La
presentación de esta novela es inmejorable, como todas las de Reino de
Cordelia, además viene prologada por toda una autoridad en el mundo de las
letras, Luis Alberto de Cuenca y, por si fuera poco, se trata del primer caso
del atípico detective Philo Vance, excombatiente de la Primera Guerra Mundial
creado por S.S. Van Dine en 1926 con tanto éxito, que fue llevado al cine,
interpretado por William Powell, uno de los míticos actores de la Edad Dorada
del cine americano.
Lógicamente
con estas premisas se hacía superinteresante, y necesaria, la lectura de El caso del asesinato de Benson. No es que, una vez terminada, haya
cambiado de opinión; creo que para todo amante de la novela policíaca es
obligado conocer alguno de los casos de Philo Vance, pero sí es cierto que el
proceso ha resultado en ocasiones algo tedioso. Es una de esas lecturas que,
con el tiempo, ha quedado obsoleta en algunos aspectos como la sociedad
descrita, el vocabulario empleado o la imagen que ofrece de la policía y demás
responsables de hacer cumplir la ley.
Al
leerla tenemos la impresión de estar ante una de las películas del cine negro
de los años 40, tanto por la ingenuidad con la que se planteaban algunas
situaciones como por la minuciosidad de las descripciones que el autor ofrece a
lo largo del relato en primera persona, sin duda un recurso más para aportar
verosimilitud y realismo al argumento. Otro es la introducción del propio autor
para anunciar que será el narrador testigo de la historia que va a contar. Otro
recurso que ayuda a aportar realismo es el tiempo de la escritura. La novela
está escrita desde un presente en el que Van Dine recuerda casos del pasado,
por lo que puede adelantar hechos, ninguno fundamental en el argumento, que
avivan el interés del lector puesto que dan a la novela cierto aspecto de
crónica periodística «...a partir del
célebre caso Benson, y durante casi cuatro años, tuve la suerte de presenciar
la más asombrosa serie de casos criminales que jamás desfiló ante los ojos de
ningún abogado joven.» S.S. Van Dine, en realidad pseudónimo de Willard
Huntington, escribió 20 reglas de la
novela policíaca en las que recomendaba no caer en obviedades que todo el
mundo en su época, desde Conan Doyle, planteaba. Algunas de esas reglas que,
por supuesto, sigue al pie de la letra en El
caso del asesinato de Benson son bastante inocentes, de hecho, al
compararlas con la novela negra actual nos hacen sonreír, otras continúan
vigentes, pero lo curioso es ver cómo, si se tienen en cuenta, el lector puede
descubrir al asesino con más facilidad.

== LISTA DE TAREAS ==
1. Actualiza en la reseña todo lo que va desde "Lógicamente" hasta "cumplir la ley.", sustituyendo "tedioso" por "pesado", y escribe de nuevo ese tramo.
2. Prolonga la reseña de El caso del asesinato de Benson a partir del punto en que termina.

== EXTRACTO DE DATOS ==

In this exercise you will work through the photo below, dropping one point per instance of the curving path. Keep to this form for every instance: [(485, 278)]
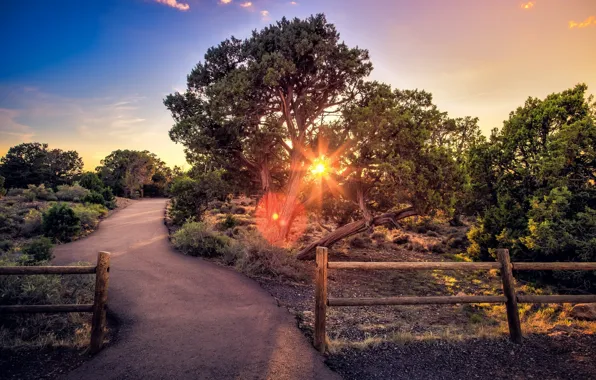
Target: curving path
[(183, 317)]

== RESPUESTAS POR TAREA ==
1.
Lógicamente
con estas premisas se hacía superinteresante, y necesaria, la lectura de El caso del asesinato de Benson. No es que, una vez terminada, haya
cambiado de opinión; creo que para todo amante de la novela policíaca es
obligado conocer alguno de los casos de Philo Vance, pero sí es cierto que el
proceso ha resultado en ocasiones algo pesado. Es una de esas lecturas que,
con el tiempo, ha quedado obsoleta en algunos aspectos como la sociedad
descrita, el vocabulario empleado o la imagen que ofrece de la policía y demás
responsables de hacer cumplir la ley.

2.
Para
empezar, el crimen nunca debe ser accidental. Tiene que haber una causa
razonable que lo justifique. Los motivos para asesinar han de ser personales,
por eso mismo no se buscará al asesino ni por restos de tabaco ni por
espiritismo, ni por huellas falsas ni por el perro que no ladra ante alguna
presencia, ni por asociaciones de palabras ni por algún código descifrado sólo
por el detective.
El
asesino no debe ser el criado, tampoco un personaje que apenas aparezca, sino
que será más o menos importante y del círculo del asesinado. Las buenas
descripciones son imprescindibles para que parezca un caso real.
El
enigma siempre debe estar presente aunque las pistas se darán poco a poco. Es
aconsejable que haya sólo un culpable y un detective, quien, por supuesto, ni
él ni sus ayudantes serán los asesinos.
El
detective seguirá un método científico para la resolución del caso.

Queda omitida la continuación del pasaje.